Filtering the records below, copy only those lines that include the word "cocoa".

## TASK INPUTS
***
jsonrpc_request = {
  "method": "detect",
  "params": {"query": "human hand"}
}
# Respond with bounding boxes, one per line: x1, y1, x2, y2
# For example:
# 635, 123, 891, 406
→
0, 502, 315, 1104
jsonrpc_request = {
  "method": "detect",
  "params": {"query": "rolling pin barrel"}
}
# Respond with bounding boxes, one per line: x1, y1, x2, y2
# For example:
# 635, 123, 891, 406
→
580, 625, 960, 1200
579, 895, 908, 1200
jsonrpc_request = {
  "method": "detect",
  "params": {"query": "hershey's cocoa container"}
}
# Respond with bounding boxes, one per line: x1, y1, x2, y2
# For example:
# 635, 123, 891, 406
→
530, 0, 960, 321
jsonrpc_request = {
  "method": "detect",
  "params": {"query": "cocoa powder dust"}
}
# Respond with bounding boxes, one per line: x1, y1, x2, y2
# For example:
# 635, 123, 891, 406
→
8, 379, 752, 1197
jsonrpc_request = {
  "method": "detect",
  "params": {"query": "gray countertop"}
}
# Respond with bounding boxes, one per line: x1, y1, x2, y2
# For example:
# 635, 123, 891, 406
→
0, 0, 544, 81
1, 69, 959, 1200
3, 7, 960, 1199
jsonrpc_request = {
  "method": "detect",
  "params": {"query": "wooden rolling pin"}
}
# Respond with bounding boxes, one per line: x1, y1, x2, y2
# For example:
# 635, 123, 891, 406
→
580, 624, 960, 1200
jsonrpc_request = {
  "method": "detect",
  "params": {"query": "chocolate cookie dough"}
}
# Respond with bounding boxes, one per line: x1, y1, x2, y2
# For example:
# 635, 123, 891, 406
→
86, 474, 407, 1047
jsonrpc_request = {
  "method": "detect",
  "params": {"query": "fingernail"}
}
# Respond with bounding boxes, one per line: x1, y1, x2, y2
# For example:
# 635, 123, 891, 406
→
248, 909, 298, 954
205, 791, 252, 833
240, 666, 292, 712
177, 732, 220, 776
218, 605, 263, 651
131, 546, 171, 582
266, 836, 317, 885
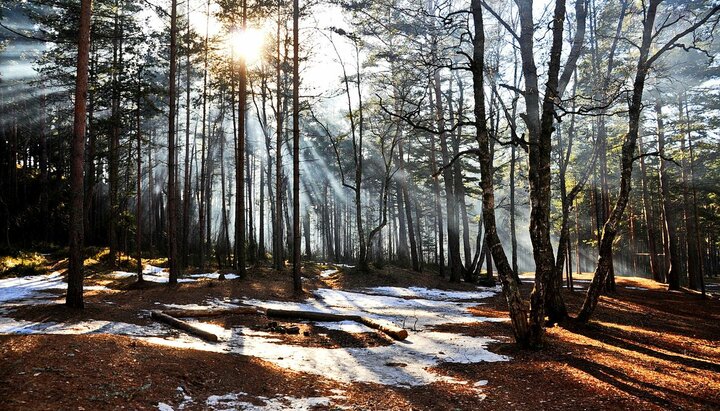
***
## ANSWER SECTION
  "params": {"query": "hershey's cocoa container"}
  "params": {"query": "cocoa powder dust"}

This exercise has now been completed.